- Passage provided
I'm playing my horn tonight.
You want to come hear me?

- No. I have a million things to do.
- I'm not bad.

- It's a cute little place, next corner.
- No. I have to write Jack a letter.

- And I have a lot to do.
- I understand.

So what about you? You like good music?

- You addressing me?
- Correct.

You're barking up the wrong tree, mister.

My mother always said someday
I'd meet a wonderful girl like you.

See you tomorrow, Kay.

- Goodbye.
- Bye.

...taking us one step closer
to the big victory!


- Talk to you a minute, Kay?
- Sure.

- Some guys can't take "no" for an answer.
- Yeah, I know.

You said it.

I think our line is moving really fast,
don't you?

Last chance, Kay.

Kelly's, saturday night.
Lucky Lockhart and his hot jazz trumpet.

It's great working with you...

and I think you're the best leadman
on the line...

and I just know you're a swell fellow.

But you've been asking me out every week
for the last five months...

and I keep having to turn you down.

People are beginning to talk.

I'm just trying to improve
your taste in music, Kay.

But you won't
have to turn me down again.

Don't be late or I'll dock you, mrs. Walsh.

Attention, please.

We have just received news
of another tragic loss.

The japanese
have sunk the USS Carrier Hornet...

defending Guadalcanal.

I know many of you swing shifters
have husbands...

- Task objective
Copy the dialogue, starting at the line with "- No. I have a" and ending after "a lot to do.", and substitute "postcard" for "letter".

- Object position labeling listing
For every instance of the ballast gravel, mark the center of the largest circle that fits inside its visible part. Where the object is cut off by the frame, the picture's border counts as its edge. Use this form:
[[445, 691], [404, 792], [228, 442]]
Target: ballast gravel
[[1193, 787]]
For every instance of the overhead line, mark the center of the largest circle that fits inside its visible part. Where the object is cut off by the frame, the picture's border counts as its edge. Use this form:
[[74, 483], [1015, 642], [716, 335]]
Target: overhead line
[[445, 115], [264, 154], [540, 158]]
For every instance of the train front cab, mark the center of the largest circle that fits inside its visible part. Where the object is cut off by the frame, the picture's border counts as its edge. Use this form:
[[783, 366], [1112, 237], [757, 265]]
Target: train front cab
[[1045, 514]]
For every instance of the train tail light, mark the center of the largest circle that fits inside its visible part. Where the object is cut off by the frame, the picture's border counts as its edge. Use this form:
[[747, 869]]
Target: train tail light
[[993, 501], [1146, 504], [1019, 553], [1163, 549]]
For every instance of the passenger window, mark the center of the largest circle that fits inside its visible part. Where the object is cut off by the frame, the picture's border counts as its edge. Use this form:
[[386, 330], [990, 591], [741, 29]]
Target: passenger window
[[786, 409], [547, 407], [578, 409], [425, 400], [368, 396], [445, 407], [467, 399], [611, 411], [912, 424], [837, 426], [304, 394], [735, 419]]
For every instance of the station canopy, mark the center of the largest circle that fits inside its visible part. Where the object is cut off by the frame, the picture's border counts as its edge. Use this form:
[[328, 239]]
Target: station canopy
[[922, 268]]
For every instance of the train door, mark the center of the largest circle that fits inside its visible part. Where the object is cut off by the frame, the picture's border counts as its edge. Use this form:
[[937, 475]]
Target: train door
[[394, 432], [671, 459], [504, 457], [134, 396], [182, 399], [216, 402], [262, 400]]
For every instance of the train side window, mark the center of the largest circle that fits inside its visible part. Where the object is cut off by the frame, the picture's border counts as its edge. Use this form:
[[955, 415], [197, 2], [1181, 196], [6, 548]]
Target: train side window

- Exercise solution
- No. I have a million things to do.
- I'm not bad.

- It's a cute little place, next corner.
- No. I have to write Jack a postcard.

- And I have a lot to do.